- _Record set_

Content starts

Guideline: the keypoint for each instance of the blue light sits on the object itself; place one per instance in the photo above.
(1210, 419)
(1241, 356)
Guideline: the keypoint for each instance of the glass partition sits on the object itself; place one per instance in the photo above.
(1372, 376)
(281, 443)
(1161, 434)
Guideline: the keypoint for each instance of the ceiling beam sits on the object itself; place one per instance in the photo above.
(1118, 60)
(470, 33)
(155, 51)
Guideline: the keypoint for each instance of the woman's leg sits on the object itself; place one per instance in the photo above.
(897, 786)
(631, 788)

Content ends
Content starts

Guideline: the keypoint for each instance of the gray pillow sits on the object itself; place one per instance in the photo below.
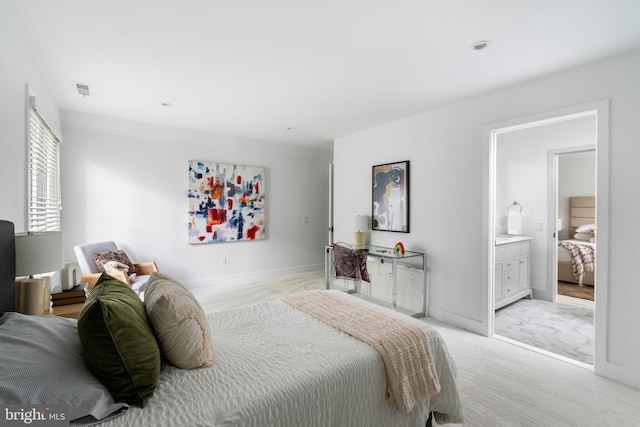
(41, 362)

Content ends
Content starts

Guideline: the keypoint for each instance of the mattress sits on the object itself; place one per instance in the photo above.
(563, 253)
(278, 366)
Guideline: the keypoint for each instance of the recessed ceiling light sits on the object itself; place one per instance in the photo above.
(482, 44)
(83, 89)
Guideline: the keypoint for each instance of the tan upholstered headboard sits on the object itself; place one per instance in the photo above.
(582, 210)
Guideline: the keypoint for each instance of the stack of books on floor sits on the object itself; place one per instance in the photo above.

Content ends

- _Aim of the exercise_
Could you write out, exactly as they stand, only the lines above that begin at the line with "Guideline: the keypoint for each instance of the mattress" and stop after the line with "Guideline: the keypoint for each instance of the stack"?

- _Response for this exercise_
Guideline: the keypoint for each instance of the mattress sits on the object itself; place one per instance in the photo above.
(563, 253)
(278, 366)
Guideline: the keypoint for each instance of the recessed ceiling light sits on the object itself; place one per instance in the photo above.
(482, 44)
(83, 89)
Guideline: the keypoint for each instance of the tan upholstered headboard sits on the object itself; place one per instance in the photo above.
(582, 210)
Guideline: the keypoint for each instance of the stack of books on floor sits on the object itself; place one per instance in the photo above.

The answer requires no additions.